- Work to do: Continue the account below of Brett Keisel's draft by the Pittsburgh Steelers, picking up right after its final sentence.

On April 21, 2002 the Pittsburgh Steelers drafted Brett Keisel late in the 7th round.
“I picked up the phone and the caller asked ‘How would you like to be a Pittsburgh Steeler?’ As fast as I could say yes, I did. It was just unbelievable. Pure joy. I can’t even begin to explain it. It is just an exceptional feeling. It’s a dream come true..a dream I’ve had since the third grade.”- Brett
From Marlys Good’s article, Steelers choose Keisel in 7th round: Greybull Standard,-April 25, 2002:
Sunday afternoon. Time running down in the football draft that had sports fans glued to their television sets all weekend. Then the magic words–“and the Pittsburgh Steelers select…DL Brett Keisel.
Just seconds before the news hit the screens, the phone rang in the home of Brett’s parents, Connie and Lane Keisel, in Fairview Utah.
“I picked up the phone and the caller asked ‘How would you like to be a Pittsburgh Steeler?’ As fast as I could say yes, I did. It was just unbelievable. Pure joy. I can’t even begin to explain it. It is just an exceptional feeling. It’s a dream come true…a dream I’ve had since the third grade.”
The Greybull High School grad said that when he was younger, he wasn’t sure the dream would be realized, but, “Once I started playing at BYU, I knew this day would come.”
Pro scouts had been looking at Keisel during his junior year, but when he was injured as a senior, his confidence waverled slightly.
“I wasn’t so sure. You always wonder what is going to happen-injuries and things like that. You never know. I could have blown a knee and been all done. You just take everyday, don’t think about it, and just go play.”
He ended up having an outstanding senior year for the Cougars, played in the Senior Bowl, where he had another outstanding performance, then signed with an agent, and began working out in Phoenix through Jan. and part of Feb. From there he went to the Combine in Indianapolis. It was a wake up call.

- Material provided:

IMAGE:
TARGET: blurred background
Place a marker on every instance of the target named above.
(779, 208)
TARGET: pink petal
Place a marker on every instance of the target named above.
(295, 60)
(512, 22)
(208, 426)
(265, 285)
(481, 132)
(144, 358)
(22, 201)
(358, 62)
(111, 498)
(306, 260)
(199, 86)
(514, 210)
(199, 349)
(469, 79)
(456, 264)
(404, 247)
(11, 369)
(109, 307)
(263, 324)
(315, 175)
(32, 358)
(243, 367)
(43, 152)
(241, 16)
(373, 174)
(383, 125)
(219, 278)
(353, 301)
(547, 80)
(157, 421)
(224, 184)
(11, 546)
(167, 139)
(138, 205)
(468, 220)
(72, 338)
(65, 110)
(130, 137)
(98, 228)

- Written reply:
“There were 32 teams, each with about 10 people and about 40 people from each position. It was huge. You always wonder, but it was so crazy. There were so many people and you think ‘What are my chances?’ but you just do the best you can.”
It was originally thought that Keisel would be picked in an earlier draft, But Saturday came and went. “Then Sunday I kept thinking ‘it will come this morning.’ I thought the fourth or fifth round. It still didn’t come, didn’t come and didn’t come. By the sixth round I started getting calls (from different teams) asking me if I wanted to come play there, what kind of a system I liked playing under, but no one was picking me up”
While Brett was on the phone, the 35 or so guests, which included his brother and sister-in-law, Chad and Jamie and their sons, Gabe and Zack from Greybull, youngest sister Kalli, who is attending BYU, and extended family and friends, that included Greybull grad Sarah Johnson, were trying to get information to see what was going on. “Then it came on the screen and our whole house cheered.”
Lane Keisel was perhaps more nervous during the wait than his son. “He is undoubtedly my most intense-biggest fan, and he was having a harder time that I was I think,” Brett said with emotion. “He kept going outside, coming back in, going back out.”
In a statement follwing the draft, Steeler Coach Bill Cowher said, “And Brett Keisel, the last guy we took, defensive lineman, defensive end. Played opposite Ryan Denney at BYU. Good, tough, motor guy that, again, plays hard. He can grow into the 290 range. We love his speed. Just has to learn to work and play in the scheme.”
Brett just laughs, “I can do that (gain weight).”
Surrounded by family:
Connie Keisel knew in high school that this was what he wanted, and that he had chosen football (college-level) over basketball because he thought he had a better chance of going to the next level. “But I honestly didn’t think it would happen. You just support them, love them and help them.”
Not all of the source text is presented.